Activities:
A) Answer these from the announcement of the X-ray art exhibit:
(i) In which venue will the exhibit be held?
(ii) During what hours does the opening reception run?
(iii) From where do the X-rays and CT-scans in the exhibit come?
B) According to the X-ray art exhibit announcement, which characteristics can the radiographs and CT-scans not distinguish? List all of them.
C) Write the next part of the X-ray art exhibit announcement, picking up after its final sentence.

Document segment:
--------------------------------

Past Events
September 4, 2007
Reception for X-ray Art Exhibit
About the exhibit:
From September 4-15 the Radiology Interest Group, co-sponsored by the Stanford Medical Student Association and the School of Medicine, among other groups, will be hosting an exhibit entitled "Inside Terrorism: the X-ray Project." The exhibit will be held in the Fairchild Auditorium, and there will be an opening reception on September 4 from 5:30 - 7:30 p.m.
This exhibit uses X-rays and CT-scans of the victims of terrorist attacks from hospitals in Jerusalem to explore complex social issues surrounding terrorism. The School sought to be thoughtful in its review of this project and is sensitive to various points of view of this topic, especially as it manifests itself in the Middle East. However, terrorism is a worldwide phenomenon that knows no boundaries. While the images in this exhibit are taken from Jerusalem hospitals, the radiographs and CT-scans cannot distinguish race, religion, age, or sex. As such they represent the broad cross-section of people who, tragically, are the targets of terrorist attacks, such as commuters on the London subway system and on the trains in Madrid, celebrants at a wedding in Amman, Jordan and at a bat mitzvah in Hadera, Israel, little kids eating pizza, tourists in Bali and Egypt, people praying in churches and mosques and synagogues. Because terrorism transcends geographic as well as religious, ethnic and societal borders, the School supports this exhibit, and I encourage you to see it while it is at Stanford. More information about the exhibit can be found as www.x-rayproject.org.

--------------------------------

(Dataset records)
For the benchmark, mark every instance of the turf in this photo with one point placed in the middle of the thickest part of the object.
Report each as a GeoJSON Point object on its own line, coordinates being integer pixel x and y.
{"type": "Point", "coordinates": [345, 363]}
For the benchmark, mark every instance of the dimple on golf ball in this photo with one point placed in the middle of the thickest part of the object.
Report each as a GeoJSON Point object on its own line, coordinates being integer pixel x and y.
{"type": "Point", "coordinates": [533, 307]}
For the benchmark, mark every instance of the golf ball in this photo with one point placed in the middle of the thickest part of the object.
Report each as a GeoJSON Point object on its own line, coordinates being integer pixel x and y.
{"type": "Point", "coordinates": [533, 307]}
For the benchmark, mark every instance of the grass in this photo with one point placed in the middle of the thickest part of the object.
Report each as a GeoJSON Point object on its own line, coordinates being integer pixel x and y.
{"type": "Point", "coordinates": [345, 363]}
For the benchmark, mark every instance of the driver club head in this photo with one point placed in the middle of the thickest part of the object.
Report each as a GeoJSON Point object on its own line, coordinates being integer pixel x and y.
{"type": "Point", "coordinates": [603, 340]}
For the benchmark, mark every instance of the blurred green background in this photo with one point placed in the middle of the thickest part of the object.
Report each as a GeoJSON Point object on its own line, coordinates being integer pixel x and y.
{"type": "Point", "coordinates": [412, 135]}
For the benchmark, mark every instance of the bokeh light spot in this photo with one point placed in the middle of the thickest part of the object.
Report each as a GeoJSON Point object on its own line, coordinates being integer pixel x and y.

--------------------------------

Outputs in order:
A)
(i) The Fairchild Auditorium
(ii) 5:30 - 7:30 p.m. on September 4
(iii) Hospitals in Jerusalem

B)
- Race
- Religion
- Age
- Sex

C)
In addition to awakening our knowledge about the consequences of terrorism through efforts like the X-Ray Project, the medical profession has also had to confront the role of physicians as terrorists in light of the horrendous events that recently occurred in the UK -- where doctors were responsible for acts of terrorism. As pointed out by a perspective piece in the August 16th issue of the New England Journal of Medicine (2007;357:635-637) entitled When Doctors Become Terrorists by Dr. Simon Wessely (see: content.nejm.org/cgi/content/short/357/7/635), these awful experiences are not new. Indeed, doctors have played a role in past and recent terrorist activities, forcing us all to confront our roles and be aware of the possibility of crossing the line of humanism and professionalism. As Wessely notes, "An idealistic doctor can indeed become fixated on disease and its eradication, and there are times when even obsessive single-mindedness can serve a useful purpose. But danger lurks if that single-mindedness is not tempered by empathy for the plight of the individual. If the doctors now in custody are indeed judged to have planned mass murder on the streets of London, this is a failure not of medicine but of humanity.